### Document excerpt
** START **
Skip to content
New issue

Have a question about this project? Sign up for a free GitHub account to open an issue and contact its maintainers and the community.

By clicking “Sign up for GitHub”, you agree to our terms of service and privacy statement. We’ll occasionally send you account related emails.

Already on GitHub? Sign in to your account

zotu fasta and insect contain more zotus than zotu table #85

Closed
cajwalsh opened this issue Aug 16, 2024 · 17 comments · Fixed by #112
Closed

zotu fasta and insect contain more zotus than zotu table #85

cajwalsh opened this issue Aug 16, 2024 · 17 comments · Fixed by #112

Comments

@cajwalsh
Copy link

I noticed recently that the zotu table was missing entries/rows for zOTUs that were classified by insect. They also appear in the fasta file. E.g. the fasta contains 10675 zOTUs but the table only has 10621. Many of these were unclassified/blank or unknown eukaryotes (according to insect), but many were identified to at least order and some to family or to species.

I also noticed that there were zOTUs that had fewer than the minimum abundance specified for vsearch (e.g. 8 is the default but I had many below 8 read abundance across the whole dataset).

This made me suspect that this is coming from after the derep and clustering step of the vsearch process in either the uchime or remap/table creation step.

I don't think this is new as I'm pretty sure I remember looking into this before but forgetting, but also as you mentioned it doesn't seem likely to be something with the pipeline so much as vsearch doing things we don't expect.
** END **
### What you are asked to do
Carry on the GitHub issue discussion above about zOTUs present in the FASTA file but missing from the zOTU table, writing what comes next after its final sentence.

### Dataset content
** START **
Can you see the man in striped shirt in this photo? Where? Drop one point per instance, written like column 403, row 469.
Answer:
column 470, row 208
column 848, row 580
** END **
### Reply
@cajwalsh
Copy link
Author

related to this process as well, I have been meaning to say that I am pretty sure that "all_cpus" for the derep processes is using all cores on the computer rather than all cores given to the run to use. I assume this is not the desired functionality but if so no worries.

@mhoban
Copy link
Owner

mhoban commented Aug 19, 2024

related to this process as well, I have been meaning to say that I am pretty sure that "all_cpus" for the derep processes is using all cores on the computer rather than all cores given to the run to use. I assume this is not the desired functionality but if so no worries.

Oh yeah, this is something I've known about and meant to fix but keep forgetting. I'll make a separate issue for it.

@ericgarciaresearch
Copy link

Hey @mhoban , @cajwalsh ,
I have been running/testing your pipeline with a few datasets along with @cbird808 , and I am also seeing this behavior too. My zotu_table.tsv is missing some of the ZOTUs that are present in the zotu fasta and also the lca_taxonomy.tsv

How you found what is causing this vsearch behavior? or how can we avoid losing these ZOTUs?

Also related, are you still pursuing adding the option to use the DADA2 denoiser? (issue #34)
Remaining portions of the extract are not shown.